PASSAGE:
Below, the sought-after decorator, who combines bold patterns and unexpected styles with the dexterity of a race car driver, talks about fat-free apple pies, Ke$ha and, of course, his perpetually floral print-clad husband, Simon Doonan.

When I wake up... I pretend to still be asleep in the hope that my hubby, Simon, will wake up and take our Norwich Terrier Liberace out for a walk.

Before I go to bed... I look in the mirror and tell myself that I'm good enough, I'm smart enough and people like me.

A well-dressed man/woman... is quirky. Style innovation is driven by outliers.

Women should always... smile.

Men should never... whine.

The best thing that's been said about me... My employees tease me by calling me "America's most famous potter." What more could a guy ask for?

The biggest misconception about me... is that I'm wacky. I'm very serious about what I do and I strive to make beautiful and well-crafted objects. Sadly, we seem to live in a world where the only way to be taken seriously as an artist or a designer is to be dour and obscurantist. I want my work to be serious and fun and communicative at the same time.

If I weren't doing what I'm doing today... I'd be unemployed. I was fired from every job I ever had because I was surly and inappropriate and engaged in all kinds of PG13 office hijinks.

My legacy... is, I hope, great design that will be appreciated in the future. My motto is "If your heirs won't fight over it, I won't make it".

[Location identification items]
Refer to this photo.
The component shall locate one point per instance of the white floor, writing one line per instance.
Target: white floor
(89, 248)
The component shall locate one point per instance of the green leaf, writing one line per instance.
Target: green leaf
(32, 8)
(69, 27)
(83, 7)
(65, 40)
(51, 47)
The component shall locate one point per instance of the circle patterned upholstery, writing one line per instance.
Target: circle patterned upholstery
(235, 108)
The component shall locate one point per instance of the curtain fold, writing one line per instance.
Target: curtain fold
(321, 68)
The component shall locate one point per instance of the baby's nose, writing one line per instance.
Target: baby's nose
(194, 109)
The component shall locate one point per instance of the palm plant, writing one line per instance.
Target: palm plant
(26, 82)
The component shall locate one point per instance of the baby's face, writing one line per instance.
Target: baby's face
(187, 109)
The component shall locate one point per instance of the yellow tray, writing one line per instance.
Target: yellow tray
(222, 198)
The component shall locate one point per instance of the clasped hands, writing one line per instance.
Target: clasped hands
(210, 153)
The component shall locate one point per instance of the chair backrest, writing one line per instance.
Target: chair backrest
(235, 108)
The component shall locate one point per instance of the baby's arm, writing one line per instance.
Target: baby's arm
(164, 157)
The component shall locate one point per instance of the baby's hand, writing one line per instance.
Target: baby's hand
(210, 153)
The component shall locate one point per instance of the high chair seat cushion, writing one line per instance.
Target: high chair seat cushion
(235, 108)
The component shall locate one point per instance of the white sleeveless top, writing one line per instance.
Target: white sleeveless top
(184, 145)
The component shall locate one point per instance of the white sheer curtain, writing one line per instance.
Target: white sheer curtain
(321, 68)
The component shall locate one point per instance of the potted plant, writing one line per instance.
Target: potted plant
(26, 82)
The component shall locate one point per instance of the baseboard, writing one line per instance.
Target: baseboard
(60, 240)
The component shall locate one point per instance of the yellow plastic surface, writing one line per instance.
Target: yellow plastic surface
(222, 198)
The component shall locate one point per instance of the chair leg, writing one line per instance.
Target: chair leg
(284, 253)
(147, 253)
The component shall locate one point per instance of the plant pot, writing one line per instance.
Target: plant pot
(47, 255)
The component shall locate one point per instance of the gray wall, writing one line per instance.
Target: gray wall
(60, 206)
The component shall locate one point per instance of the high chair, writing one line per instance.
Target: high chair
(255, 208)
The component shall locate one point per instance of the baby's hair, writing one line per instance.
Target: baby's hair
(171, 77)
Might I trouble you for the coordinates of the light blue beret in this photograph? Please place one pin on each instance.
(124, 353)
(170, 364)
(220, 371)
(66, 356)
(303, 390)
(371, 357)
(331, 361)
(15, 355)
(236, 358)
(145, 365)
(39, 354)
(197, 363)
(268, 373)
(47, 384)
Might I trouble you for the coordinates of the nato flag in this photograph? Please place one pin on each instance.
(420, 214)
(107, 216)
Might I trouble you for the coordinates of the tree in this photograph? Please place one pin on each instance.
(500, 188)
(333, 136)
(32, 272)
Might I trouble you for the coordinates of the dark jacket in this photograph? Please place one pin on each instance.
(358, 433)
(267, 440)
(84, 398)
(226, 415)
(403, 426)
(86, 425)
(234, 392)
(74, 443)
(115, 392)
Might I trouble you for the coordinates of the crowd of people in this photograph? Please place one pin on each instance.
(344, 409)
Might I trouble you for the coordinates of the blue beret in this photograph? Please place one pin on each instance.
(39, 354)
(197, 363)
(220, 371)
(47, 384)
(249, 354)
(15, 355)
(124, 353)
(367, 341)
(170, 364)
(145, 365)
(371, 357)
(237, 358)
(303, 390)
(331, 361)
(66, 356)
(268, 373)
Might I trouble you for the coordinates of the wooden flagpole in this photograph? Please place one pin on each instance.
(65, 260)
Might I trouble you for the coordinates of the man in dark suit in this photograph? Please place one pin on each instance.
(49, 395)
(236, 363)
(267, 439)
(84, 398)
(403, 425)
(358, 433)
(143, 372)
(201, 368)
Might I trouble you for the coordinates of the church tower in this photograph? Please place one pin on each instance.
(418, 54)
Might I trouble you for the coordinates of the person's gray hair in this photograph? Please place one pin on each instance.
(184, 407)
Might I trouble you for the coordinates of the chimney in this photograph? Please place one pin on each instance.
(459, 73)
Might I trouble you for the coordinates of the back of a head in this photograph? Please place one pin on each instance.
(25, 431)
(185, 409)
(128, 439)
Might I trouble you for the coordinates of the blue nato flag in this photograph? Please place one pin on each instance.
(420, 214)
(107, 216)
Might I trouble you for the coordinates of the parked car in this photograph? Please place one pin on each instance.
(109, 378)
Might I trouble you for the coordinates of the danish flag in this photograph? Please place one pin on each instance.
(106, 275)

EXERCISE BRIEF: Reproduce the decorator interview verbatim from "When I wake" to "should always... smile.".

RESPONSE TO THE TASK:
When I wake up... I pretend to still be asleep in the hope that my hubby, Simon, will wake up and take our Norwich Terrier Liberace out for a walk.

Before I go to bed... I look in the mirror and tell myself that I'm good enough, I'm smart enough and people like me.

A well-dressed man/woman... is quirky. Style innovation is driven by outliers.

Women should always... smile.